==== Records supplied ====

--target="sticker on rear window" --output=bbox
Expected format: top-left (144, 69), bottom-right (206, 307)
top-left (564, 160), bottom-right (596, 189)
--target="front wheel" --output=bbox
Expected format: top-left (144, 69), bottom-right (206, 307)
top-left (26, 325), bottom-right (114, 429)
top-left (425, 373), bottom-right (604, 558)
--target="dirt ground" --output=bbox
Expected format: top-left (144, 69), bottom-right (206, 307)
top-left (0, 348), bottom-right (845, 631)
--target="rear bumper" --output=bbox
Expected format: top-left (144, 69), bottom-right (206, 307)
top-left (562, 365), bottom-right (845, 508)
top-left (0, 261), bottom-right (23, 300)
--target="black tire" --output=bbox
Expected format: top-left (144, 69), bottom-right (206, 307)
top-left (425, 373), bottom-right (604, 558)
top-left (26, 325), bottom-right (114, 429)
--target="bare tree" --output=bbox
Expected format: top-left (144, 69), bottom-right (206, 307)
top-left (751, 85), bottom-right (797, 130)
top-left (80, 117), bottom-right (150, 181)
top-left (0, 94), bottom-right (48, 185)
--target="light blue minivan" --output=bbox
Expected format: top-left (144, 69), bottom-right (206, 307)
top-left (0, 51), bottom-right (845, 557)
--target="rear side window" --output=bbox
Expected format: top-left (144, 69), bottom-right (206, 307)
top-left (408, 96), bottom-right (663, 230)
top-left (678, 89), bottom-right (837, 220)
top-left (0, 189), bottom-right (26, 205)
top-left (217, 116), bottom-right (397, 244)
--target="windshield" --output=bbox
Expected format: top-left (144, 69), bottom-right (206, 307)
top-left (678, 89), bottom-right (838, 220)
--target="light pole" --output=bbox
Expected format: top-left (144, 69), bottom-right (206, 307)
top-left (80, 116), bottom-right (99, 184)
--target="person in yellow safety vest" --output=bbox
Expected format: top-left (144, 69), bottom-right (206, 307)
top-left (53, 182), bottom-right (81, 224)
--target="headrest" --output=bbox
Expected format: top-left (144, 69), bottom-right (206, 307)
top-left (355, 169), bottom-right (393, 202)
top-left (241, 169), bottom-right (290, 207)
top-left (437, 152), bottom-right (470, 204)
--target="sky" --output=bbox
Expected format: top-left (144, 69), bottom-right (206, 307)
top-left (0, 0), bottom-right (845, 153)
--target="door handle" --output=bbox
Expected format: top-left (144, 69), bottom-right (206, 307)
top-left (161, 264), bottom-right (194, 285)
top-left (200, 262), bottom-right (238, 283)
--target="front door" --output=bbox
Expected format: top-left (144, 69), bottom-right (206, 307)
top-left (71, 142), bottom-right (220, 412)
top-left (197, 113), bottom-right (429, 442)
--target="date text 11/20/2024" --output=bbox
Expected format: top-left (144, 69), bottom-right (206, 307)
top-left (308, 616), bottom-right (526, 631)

====

§ What the exercise asks: Pull out every line of the entries above that contains the string "rear". Matches must have the same letter case.

§ Exercise output:
--target="sticker on rear window" --output=bbox
--target="rear bumper" --output=bbox
--target="rear side window" --output=bbox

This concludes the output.